Passage to read:
[Start]

On Wed, 2022-08-24 at 18:03 +0200, Lukas Czerner wrote:
> From: Jeff Layton <[email protected]>
>
> The original i_version implementation was pretty expensive, requiring a
> log flush on every change. Because of this, it was gated behind a mount
> option (implemented via the MS_I_VERSION mountoption flag).
>
> Commit ae5e165d855d (fs: new API for handling inode->i_version) made the
> i_version flag much less expensive, so there is no longer a performance
> penalty from enabling it. xfs and btrfs already enable it
> unconditionally when the on-disk format can support it.
>
> Have ext4 ignore the SB_I_VERSION flag, and just enable it
> unconditionally. While we're in here, remove the handling of
> Opt_i_version as well, since we're almost to 5.20 anyway.
>
> Ideally, we'd couple this change with a way to disable the i_version
> counter (just in case), but the way the iversion mount option was
> implemented makes that difficult to do. We'd need to add a new mount
> option altogether or do something with tune2fs. That's probably best
> left to later patches if it turns out to be needed.
>
> [ Removed leftover bits of i_version from ext4_apply_options() since it
> now can't ever be set in ctx->mask_s_flags -- lczerner ]
>
> Cc: Dave Chinner <[email protected]>
> Cc: Benjamin Coddington <[email protected]>
> Cc: Christoph Hellwig <[email protected]>
> Cc: Darrick J. Wong <[email protected]>
> Signed-off-by: Jeff Layton <[email protected]>
> Signed-off-by: Lukas Czerner <[email protected]>
> Reviewed-by: Christian Brauner (Microsoft) <[email protected]>
> Reviewed-by: Jan Kara <[email protected]>
> ---
> v3: Removed leftover bits of i_version from ext4_apply_options
> v4: no change
>
> fs/ext4/inode.c | 5 ++---
> fs/ext4/super.c | 21 ++++-----------------
> 2 files changed, 6 insertions(+), 20 deletions(-)
>
> diff --git a/fs/ext4/inode.c b/fs/ext4/inode.c
> index 2a220be34caa..c77d40f05763 100644
> --- a/fs/ext4/inode.c
> +++ b/fs/ext4/inode.c
> @@ -5425,7 +5425,7 @@ int ext4_setattr(struct user_namespace *mnt_userns, struct dentry *dentry,
> return -EINVAL;
> }
>
> - if (IS_I_VERSION(inode) && attr->ia_size != inode->i_size)

[End]

Required work:
• a. Answer these questions from the ext4 patch message:
(i) What did the original i_version implementation require on every change?
(ii) Which two filesystems already enable i_version unconditionally when the on-disk format can support it?
(iii) How many files does the patch change, and how many insertions and deletions does it make?
• b. Reproduce the part of the ext4 patch message between "On Wed, 2022-08-24" and "can support it.", inclusive.
The records below come from a separate, unrelated source.

Recorded data:
[Start]

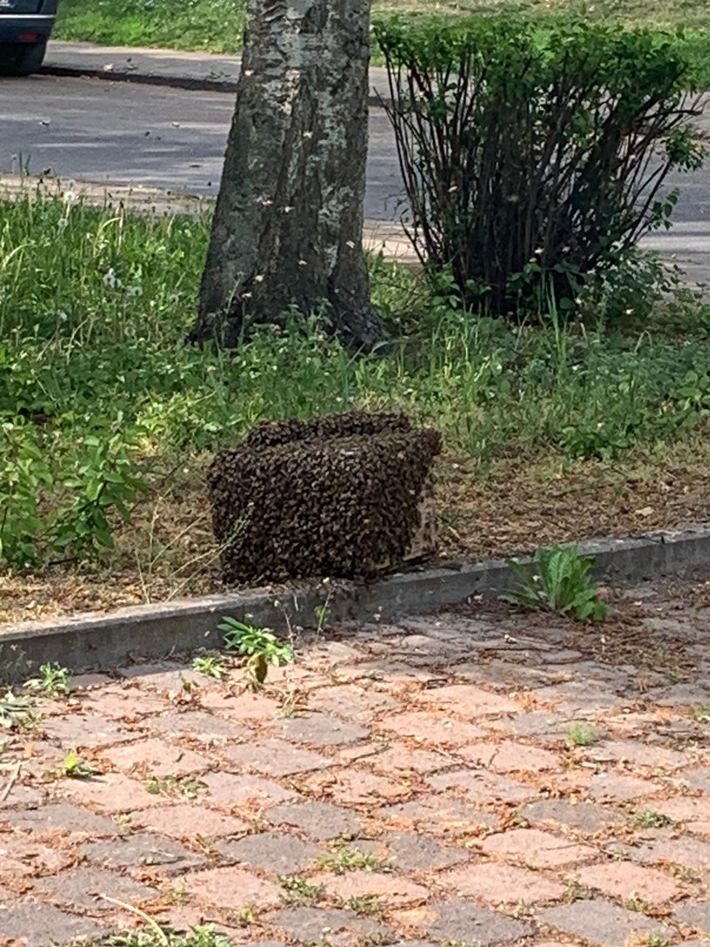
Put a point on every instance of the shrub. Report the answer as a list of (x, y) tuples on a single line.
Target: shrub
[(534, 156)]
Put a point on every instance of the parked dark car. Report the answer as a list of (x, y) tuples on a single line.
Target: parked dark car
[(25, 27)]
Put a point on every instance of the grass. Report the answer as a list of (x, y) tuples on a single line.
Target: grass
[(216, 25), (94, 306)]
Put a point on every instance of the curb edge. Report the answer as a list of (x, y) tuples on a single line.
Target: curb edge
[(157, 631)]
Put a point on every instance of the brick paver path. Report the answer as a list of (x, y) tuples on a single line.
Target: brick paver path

[End]

Outputs in order:
• a.
(i) A log flush.
(ii) xfs and btrfs.
(iii) 2 files, with 6 insertions and 20 deletions.

• b.
On Wed, 2022-08-24 at 18:03 +0200, Lukas Czerner wrote:
> From: Jeff Layton <[email protected]>
>
> The original i_version implementation was pretty expensive, requiring a
> log flush on every change. Because of this, it was gated behind a mount
> option (implemented via the MS_I_VERSION mountoption flag).
>
> Commit ae5e165d855d (fs: new API for handling inode->i_version) made the
> i_version flag much less expensive, so there is no longer a performance
> penalty from enabling it. xfs and btrfs already enable it
> unconditionally when the on-disk format can support it.